>> Begin The records
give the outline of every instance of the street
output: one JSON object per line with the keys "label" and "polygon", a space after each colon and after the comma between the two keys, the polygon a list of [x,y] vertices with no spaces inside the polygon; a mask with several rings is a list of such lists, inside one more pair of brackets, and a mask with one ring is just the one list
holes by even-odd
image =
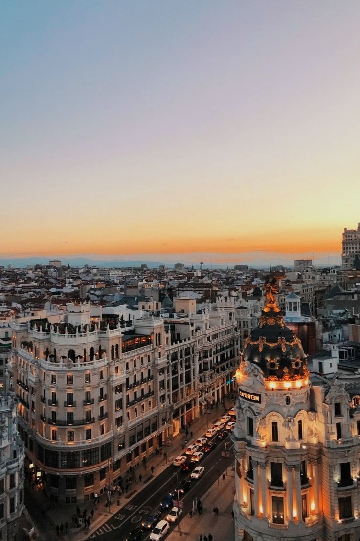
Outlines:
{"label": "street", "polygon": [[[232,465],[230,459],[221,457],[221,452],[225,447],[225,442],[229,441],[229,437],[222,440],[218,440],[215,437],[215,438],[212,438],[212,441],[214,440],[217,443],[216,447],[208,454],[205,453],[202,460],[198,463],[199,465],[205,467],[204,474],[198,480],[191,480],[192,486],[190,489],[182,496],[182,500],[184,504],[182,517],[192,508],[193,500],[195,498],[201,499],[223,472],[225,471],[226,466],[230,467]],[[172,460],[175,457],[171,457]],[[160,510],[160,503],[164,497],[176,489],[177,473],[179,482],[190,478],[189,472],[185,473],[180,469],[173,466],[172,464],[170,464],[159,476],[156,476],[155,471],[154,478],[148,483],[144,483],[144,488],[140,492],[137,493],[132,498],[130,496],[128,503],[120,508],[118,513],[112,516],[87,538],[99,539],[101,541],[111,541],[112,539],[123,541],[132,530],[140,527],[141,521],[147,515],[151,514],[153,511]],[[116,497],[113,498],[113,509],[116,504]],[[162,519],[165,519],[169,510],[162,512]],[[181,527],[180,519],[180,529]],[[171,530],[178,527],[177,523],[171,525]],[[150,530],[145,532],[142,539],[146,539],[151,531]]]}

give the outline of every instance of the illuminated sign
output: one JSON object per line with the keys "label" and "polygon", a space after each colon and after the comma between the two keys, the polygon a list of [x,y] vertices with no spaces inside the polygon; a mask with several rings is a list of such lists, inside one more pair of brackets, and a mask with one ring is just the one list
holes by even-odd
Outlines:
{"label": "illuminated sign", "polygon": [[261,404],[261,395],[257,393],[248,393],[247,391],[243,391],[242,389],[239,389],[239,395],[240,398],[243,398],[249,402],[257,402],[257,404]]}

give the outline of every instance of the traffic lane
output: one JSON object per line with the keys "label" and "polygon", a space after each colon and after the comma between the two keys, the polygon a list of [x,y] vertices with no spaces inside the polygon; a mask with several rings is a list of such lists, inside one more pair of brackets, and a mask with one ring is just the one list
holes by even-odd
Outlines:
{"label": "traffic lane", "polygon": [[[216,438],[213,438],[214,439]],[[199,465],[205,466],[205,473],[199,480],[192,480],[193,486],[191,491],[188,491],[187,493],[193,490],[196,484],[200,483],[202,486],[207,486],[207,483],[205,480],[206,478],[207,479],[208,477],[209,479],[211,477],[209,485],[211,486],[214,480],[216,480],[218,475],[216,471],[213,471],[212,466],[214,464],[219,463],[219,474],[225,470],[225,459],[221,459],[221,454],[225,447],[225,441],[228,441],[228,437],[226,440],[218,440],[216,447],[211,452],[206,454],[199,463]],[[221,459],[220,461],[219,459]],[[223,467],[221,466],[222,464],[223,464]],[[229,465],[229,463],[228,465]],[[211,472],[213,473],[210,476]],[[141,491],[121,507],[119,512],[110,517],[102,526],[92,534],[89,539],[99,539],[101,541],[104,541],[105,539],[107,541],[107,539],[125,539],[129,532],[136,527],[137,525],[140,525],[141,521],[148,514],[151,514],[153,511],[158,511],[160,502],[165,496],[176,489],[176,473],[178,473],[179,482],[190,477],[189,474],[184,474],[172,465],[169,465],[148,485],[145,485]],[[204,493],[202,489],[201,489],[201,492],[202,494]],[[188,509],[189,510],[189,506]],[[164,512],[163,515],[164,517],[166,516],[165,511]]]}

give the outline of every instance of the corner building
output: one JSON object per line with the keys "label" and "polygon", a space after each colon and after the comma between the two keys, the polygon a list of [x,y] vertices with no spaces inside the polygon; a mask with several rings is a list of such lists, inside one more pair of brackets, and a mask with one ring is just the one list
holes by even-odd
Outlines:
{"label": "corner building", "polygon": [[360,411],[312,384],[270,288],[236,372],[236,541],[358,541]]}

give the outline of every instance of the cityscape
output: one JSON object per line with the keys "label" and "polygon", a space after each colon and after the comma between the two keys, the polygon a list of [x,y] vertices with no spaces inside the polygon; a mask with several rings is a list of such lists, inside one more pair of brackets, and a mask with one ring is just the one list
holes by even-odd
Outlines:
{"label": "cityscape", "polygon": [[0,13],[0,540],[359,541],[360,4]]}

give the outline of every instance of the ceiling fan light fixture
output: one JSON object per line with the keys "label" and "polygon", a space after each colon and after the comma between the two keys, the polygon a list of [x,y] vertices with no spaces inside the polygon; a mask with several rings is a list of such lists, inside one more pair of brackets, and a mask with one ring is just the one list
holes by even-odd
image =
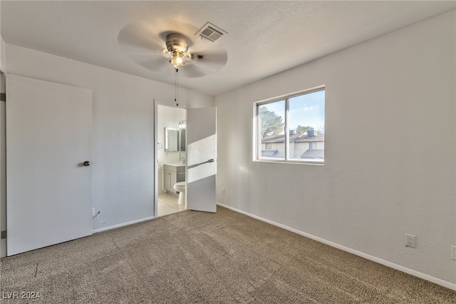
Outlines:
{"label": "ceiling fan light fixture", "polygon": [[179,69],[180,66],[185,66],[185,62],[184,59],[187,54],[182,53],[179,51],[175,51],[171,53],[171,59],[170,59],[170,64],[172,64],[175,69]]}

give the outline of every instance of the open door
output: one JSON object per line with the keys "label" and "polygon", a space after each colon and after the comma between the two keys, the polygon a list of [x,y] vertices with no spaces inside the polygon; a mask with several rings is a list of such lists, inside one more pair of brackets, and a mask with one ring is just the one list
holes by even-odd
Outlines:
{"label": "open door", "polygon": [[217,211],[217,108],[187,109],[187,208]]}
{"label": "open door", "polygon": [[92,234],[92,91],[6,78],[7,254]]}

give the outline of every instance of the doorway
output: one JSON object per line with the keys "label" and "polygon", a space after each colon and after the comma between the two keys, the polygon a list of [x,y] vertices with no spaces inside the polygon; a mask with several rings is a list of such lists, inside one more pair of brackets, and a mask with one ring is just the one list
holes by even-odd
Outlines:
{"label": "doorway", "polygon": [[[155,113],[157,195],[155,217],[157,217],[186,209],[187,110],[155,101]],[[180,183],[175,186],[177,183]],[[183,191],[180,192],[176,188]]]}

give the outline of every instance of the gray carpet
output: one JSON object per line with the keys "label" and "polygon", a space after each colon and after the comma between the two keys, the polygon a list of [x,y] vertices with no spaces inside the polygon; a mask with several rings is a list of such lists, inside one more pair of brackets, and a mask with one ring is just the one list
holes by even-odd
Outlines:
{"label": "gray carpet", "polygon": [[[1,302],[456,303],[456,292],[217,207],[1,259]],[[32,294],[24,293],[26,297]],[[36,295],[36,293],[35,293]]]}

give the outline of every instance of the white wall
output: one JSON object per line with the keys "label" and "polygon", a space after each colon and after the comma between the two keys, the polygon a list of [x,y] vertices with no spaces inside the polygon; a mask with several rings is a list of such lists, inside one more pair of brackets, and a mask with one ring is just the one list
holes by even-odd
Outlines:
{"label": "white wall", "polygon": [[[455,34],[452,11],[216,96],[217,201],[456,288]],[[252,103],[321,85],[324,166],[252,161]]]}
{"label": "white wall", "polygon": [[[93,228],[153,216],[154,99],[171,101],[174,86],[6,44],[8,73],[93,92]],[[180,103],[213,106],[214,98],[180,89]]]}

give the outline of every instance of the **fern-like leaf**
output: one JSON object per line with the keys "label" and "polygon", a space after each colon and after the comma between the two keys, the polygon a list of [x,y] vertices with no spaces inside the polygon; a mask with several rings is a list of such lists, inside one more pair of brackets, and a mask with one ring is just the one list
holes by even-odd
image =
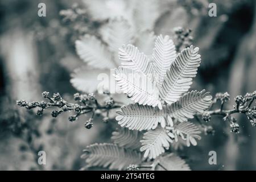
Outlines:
>> End The records
Exercise
Exclude the pictures. Write out the remaining data exactly.

Exercise solution
give the outline of every instance of the street
output: one JSON object per line with the keys "label" and "polygon", a space after each colon and after the comma between the two keys, the polygon a list of [x,y] vertices with no spaces inside the polygon; a mask with several rings is a list of such lists, inside one more pair of brackets, and a mask with one ring is just the one list
holes by even-odd
image =
Outlines:
{"label": "street", "polygon": [[[232,465],[230,459],[221,457],[221,452],[225,447],[225,442],[229,441],[229,437],[222,440],[218,440],[215,437],[215,438],[212,438],[212,441],[214,440],[217,443],[216,447],[208,454],[205,453],[202,460],[198,463],[199,465],[205,467],[204,474],[198,480],[191,480],[192,486],[190,489],[182,496],[182,500],[184,504],[182,517],[192,508],[193,500],[195,498],[201,499],[223,472],[225,471],[226,466],[230,467]],[[172,460],[175,457],[171,457]],[[160,510],[160,503],[164,497],[176,489],[177,473],[179,482],[190,478],[189,472],[185,473],[180,469],[173,466],[172,464],[170,464],[159,476],[156,476],[155,471],[154,478],[148,483],[144,483],[144,488],[140,492],[137,493],[132,498],[130,496],[128,503],[120,508],[118,513],[112,516],[87,538],[99,539],[101,541],[111,541],[112,539],[123,541],[132,530],[140,527],[141,521],[147,515],[151,514],[153,511]],[[116,497],[113,498],[113,509],[116,504]],[[162,519],[165,519],[169,510],[162,512]],[[181,527],[180,519],[180,529]],[[171,530],[178,527],[177,523],[171,525]],[[150,530],[145,532],[142,539],[146,539],[151,531]]]}

give the outline of every instance of the illuminated sign
output: one JSON object per line with the keys "label" and "polygon", a space after each colon and after the comma between the two keys, the polygon a list of [x,y] vertices with no spaces inside the polygon; a mask with several rings is a list of such lists, inside one more pair of brackets, and a mask with one ring is just the one list
holes by even-odd
Outlines:
{"label": "illuminated sign", "polygon": [[261,404],[261,395],[257,393],[248,393],[247,391],[243,391],[242,389],[239,389],[239,395],[240,398],[243,398],[249,402],[257,402],[257,404]]}

give the outline of every instance of the traffic lane
output: one JSON object per line with the keys "label" and "polygon", a space after each colon and after the comma between the two keys, the polygon a list of [x,y] vertices with no spaces inside the polygon; a mask with several rings is a list of such lists, inside one more pair of brackets, and a mask with one ring is just the one list
holes by even-odd
Outlines:
{"label": "traffic lane", "polygon": [[[216,438],[213,438],[214,439]],[[199,465],[205,466],[205,473],[199,480],[192,480],[193,486],[191,491],[188,491],[187,493],[193,490],[196,484],[200,483],[202,486],[207,486],[207,483],[205,480],[206,478],[207,479],[208,477],[209,479],[211,477],[209,485],[211,486],[214,480],[216,480],[218,475],[216,471],[213,471],[212,466],[214,464],[219,463],[219,474],[225,470],[225,459],[221,459],[221,454],[225,447],[225,441],[228,441],[228,437],[226,440],[218,440],[216,447],[211,452],[206,454],[199,463]],[[221,459],[220,461],[219,459]],[[223,467],[221,466],[222,464],[223,464]],[[229,465],[229,463],[228,465]],[[211,472],[213,473],[210,476]],[[141,491],[121,507],[119,512],[110,517],[102,526],[92,534],[89,539],[99,539],[101,541],[104,541],[105,539],[107,541],[107,539],[125,539],[129,532],[136,527],[137,525],[140,525],[141,521],[148,514],[151,514],[153,511],[158,511],[160,502],[165,496],[176,489],[176,473],[178,473],[179,482],[190,477],[189,474],[184,474],[172,465],[169,465],[148,485],[145,485]],[[204,493],[202,489],[201,489],[201,492],[202,494]],[[188,509],[189,510],[189,506]],[[164,512],[163,515],[164,517],[166,516],[165,511]]]}

give the outline of every instance of the corner building
output: one JSON object per line with the keys "label" and "polygon", a space after each colon and after the comma between the two keys, the polygon a list of [x,y] vertices with no spaces inside the polygon; a mask with several rings is a list of such lists, inside one more pair of brackets, and a mask with one ring is just the one list
holes by even-odd
Outlines:
{"label": "corner building", "polygon": [[360,411],[312,384],[270,288],[236,372],[236,541],[358,541]]}

give the outline of every instance of the cityscape
output: one JSON object per line with the keys "label" and "polygon", a space after each colon and after the comma between the two keys, the polygon a list of [x,y] vertices with no spaces inside the polygon; a mask with several rings is a list of such lists, inside one more pair of brackets, and a mask with one ring is just the one list
holes by even-odd
Outlines:
{"label": "cityscape", "polygon": [[0,13],[0,540],[359,541],[360,4]]}

give the outline of every instance of the ceiling fan light fixture
output: one JSON object per line with the keys "label" and "polygon", a space after each colon and after the comma between the two keys, the polygon a list of [x,y] vertices with no spaces inside the polygon; a mask with several rings is a list of such lists, inside one more pair of brackets, and a mask with one ring is just the one list
holes by even-odd
image =
Outlines:
{"label": "ceiling fan light fixture", "polygon": [[179,69],[180,66],[185,66],[185,62],[184,59],[187,54],[182,53],[179,51],[175,51],[171,53],[171,59],[170,59],[170,64],[172,64],[175,69]]}

give the outline of every instance of the open door
output: one JSON object per line with the keys "label" and "polygon", a space after each colon and after the comma between the two keys, the polygon a list of [x,y] vertices with no spaces inside the polygon; a mask with several rings is a list of such lists, inside one more pair of brackets, and a mask with one ring is just the one list
holes by even-odd
Outlines:
{"label": "open door", "polygon": [[217,211],[217,108],[187,109],[187,208]]}
{"label": "open door", "polygon": [[92,234],[92,91],[6,78],[7,254]]}

give the outline of every instance of the doorway
output: one JSON object per line with the keys "label" and "polygon", a space after each colon and after the comma between the two keys, the polygon a list of [x,y] vertices with no spaces inside the polygon; a mask with several rings is a list of such lists, inside one more pair of brackets, and a mask with one ring is just the one list
holes by even-odd
Outlines:
{"label": "doorway", "polygon": [[[155,113],[157,195],[155,217],[157,217],[186,209],[187,110],[155,101]],[[180,183],[175,186],[177,183]],[[183,191],[180,192],[176,188]]]}

give the outline of every instance of the gray carpet
output: one JSON object per line with the keys "label" and "polygon", a space after each colon and after the comma between the two keys, the polygon a list of [x,y] vertices with no spaces inside the polygon; a mask with several rings is a list of such lists, inside one more pair of brackets, and a mask with one ring is just the one list
holes by even-odd
Outlines:
{"label": "gray carpet", "polygon": [[[1,302],[456,303],[456,292],[217,207],[1,259]],[[32,294],[24,293],[26,297]],[[36,295],[36,293],[35,293]]]}

give the outline of every instance of the white wall
output: one JSON object per line with the keys "label" and "polygon", a space after each colon and after the comma between the two keys, the polygon a list of [x,y] vertices with no spaces inside the polygon; a mask with several rings is a list of such lists, inside one more pair of brackets, and a mask with one ring is just the one list
holes by even-odd
Outlines:
{"label": "white wall", "polygon": [[[455,34],[452,11],[216,96],[217,201],[456,288]],[[252,103],[321,85],[324,166],[252,161]]]}
{"label": "white wall", "polygon": [[[93,228],[153,216],[154,99],[171,101],[174,86],[6,44],[8,73],[93,92]],[[180,103],[213,106],[214,98],[180,89]]]}

give the outline of every instance of the **fern-like leaf**
output: one JSON object per line with the keys "label" and "polygon", a space after each colon and after the comma between the two keys, the polygon a list of [x,y] vertices with no spaces inside the polygon; a mask with several rings is a list of such lists, inside one more pair of brackets, and a mask with one ring is just the one list
holes by even-odd
image =
Outlines:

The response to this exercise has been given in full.